**Text provided**:
Skip to content

Shapley for data valuation ¶

This notebook introduces Shapley methods for the computation of data value using pyDVL.

In order to illustrate the practical advantages, we will predict the popularity of songs in the dataset Top Hits Spotify from 2000-2019 , and highlight how data valuation can help investigate and boost the performance of the models. In doing so, we will describe the basic usage patterns of pyDVL.

Recall that data value is a function of three things:

  1. The dataset.
  2. The model.
  3. The performance metric or scoring function.

Below we will describe how to instantiate each one of these objects and how to use them for data valuation. Please also see the documentation on data valuation .

Setup ¶

We begin by importing the main libraries and setting some defaults.

If you are reading this in the documentation, some boilerplate (including most plotting code) has been omitted for convenience.
%matplotlib inline

import os
import random

import matplotlib.pyplot as plt
import numpy as np
from sklearn.ensemble import GradientBoostingRegressor
from sklearn.metrics._scorer import neg_mean_absolute_error_scorer
from support.shapley import load_spotify_dataset

plt.ioff()  # Prevent jupyter from automatically plotting
plt.rcParams["figure.figsize"] = (20, 6)
plt.rcParams["font.size"] = 12
plt.rcParams["xtick.labelsize"] = 12
plt.rcParams["ytick.labelsize"] = 10
plt.rcParams["axes.facecolor"] = (1, 1, 1, 0)
plt.rcParams["figure.facecolor"] = (1, 1, 1, 0)

is_CI = os.environ.get("CI")
random_state = 24
random.seed(random_state)
n_jobs = 4
if is_CI:
    n_jobs = 1

We will use the following classes and functions from pyDVL. The main entry point is the class ShapleyValuation , which provides the implementation of the Shapley method. In order to use it we need to instantiate two Datasets , a PermutationSampler (with a RelativeTruncation policy to stop computation early), a SupervisedScorer to evaluate the model on the held-out test set, and a ModelUtility to hold the model and the scoring function.

**Given entries**:
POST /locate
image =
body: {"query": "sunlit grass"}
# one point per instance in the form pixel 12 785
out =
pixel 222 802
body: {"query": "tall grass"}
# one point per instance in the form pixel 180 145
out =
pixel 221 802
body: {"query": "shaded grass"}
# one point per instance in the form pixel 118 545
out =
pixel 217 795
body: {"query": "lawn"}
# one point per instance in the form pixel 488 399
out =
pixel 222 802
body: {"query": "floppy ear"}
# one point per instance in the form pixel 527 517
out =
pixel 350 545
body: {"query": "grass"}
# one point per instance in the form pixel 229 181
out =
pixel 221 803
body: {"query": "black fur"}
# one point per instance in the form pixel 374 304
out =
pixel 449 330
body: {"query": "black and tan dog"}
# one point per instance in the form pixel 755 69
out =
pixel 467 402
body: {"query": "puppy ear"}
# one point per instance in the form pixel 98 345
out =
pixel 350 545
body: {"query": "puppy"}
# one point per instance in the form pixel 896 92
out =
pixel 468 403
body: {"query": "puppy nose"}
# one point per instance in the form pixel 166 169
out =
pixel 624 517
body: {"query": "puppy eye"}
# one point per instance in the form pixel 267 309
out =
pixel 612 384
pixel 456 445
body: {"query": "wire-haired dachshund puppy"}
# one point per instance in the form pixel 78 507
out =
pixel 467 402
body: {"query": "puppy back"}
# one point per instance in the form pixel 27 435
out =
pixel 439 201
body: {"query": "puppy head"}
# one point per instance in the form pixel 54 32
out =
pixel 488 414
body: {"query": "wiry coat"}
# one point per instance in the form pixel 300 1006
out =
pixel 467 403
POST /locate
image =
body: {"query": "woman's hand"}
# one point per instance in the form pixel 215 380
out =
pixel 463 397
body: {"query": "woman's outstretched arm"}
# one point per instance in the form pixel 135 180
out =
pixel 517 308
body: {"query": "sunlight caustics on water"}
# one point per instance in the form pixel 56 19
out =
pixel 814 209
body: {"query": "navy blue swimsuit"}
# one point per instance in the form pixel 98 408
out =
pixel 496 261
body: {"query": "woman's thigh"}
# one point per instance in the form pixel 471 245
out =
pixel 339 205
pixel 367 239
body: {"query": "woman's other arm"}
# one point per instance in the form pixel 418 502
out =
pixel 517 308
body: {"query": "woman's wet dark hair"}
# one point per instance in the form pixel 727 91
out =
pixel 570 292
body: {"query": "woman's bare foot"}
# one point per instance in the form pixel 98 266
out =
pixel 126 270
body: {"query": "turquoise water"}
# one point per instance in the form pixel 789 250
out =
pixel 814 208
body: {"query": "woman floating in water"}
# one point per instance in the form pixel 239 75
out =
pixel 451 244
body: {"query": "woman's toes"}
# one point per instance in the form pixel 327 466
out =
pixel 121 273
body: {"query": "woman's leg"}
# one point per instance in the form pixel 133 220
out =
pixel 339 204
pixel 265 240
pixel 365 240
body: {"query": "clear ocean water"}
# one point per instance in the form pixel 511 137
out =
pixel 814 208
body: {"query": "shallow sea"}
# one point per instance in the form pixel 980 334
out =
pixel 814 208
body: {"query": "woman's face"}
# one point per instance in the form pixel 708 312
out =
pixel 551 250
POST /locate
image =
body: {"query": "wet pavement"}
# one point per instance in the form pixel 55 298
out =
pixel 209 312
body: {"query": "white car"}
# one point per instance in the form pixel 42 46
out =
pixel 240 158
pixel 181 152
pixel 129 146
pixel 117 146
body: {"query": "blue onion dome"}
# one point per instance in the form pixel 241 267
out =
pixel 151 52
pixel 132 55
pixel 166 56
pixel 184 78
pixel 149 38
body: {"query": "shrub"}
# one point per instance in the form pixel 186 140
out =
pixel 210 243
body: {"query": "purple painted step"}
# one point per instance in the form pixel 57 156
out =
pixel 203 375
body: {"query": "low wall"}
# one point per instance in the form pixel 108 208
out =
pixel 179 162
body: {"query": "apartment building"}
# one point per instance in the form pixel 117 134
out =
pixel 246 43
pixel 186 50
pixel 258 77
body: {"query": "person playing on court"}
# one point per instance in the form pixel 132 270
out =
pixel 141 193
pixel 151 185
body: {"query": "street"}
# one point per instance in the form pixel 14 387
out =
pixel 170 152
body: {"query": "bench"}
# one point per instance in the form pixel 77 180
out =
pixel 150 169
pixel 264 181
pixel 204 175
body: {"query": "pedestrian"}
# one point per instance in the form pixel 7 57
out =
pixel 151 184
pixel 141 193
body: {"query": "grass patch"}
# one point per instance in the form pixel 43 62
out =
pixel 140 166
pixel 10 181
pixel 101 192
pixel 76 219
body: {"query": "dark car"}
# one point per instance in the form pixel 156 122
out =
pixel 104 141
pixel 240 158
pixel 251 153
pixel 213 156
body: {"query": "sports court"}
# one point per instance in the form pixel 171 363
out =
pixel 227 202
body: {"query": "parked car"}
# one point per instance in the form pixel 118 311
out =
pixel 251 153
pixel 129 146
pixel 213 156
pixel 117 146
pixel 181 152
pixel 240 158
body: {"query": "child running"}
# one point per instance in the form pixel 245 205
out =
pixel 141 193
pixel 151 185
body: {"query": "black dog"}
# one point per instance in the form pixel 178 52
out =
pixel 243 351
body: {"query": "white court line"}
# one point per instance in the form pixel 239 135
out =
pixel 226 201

**Task prompt**: In the text on Shapley data valuation, explain why a RelativeTruncation policy is added to the PermutationSampler and why a SupervisedScorer is instantiated.

**Solution to this exercise**: The RelativeTruncation policy is added so that the computation stops early. The SupervisedScorer is instantiated to evaluate the model on the held-out test set.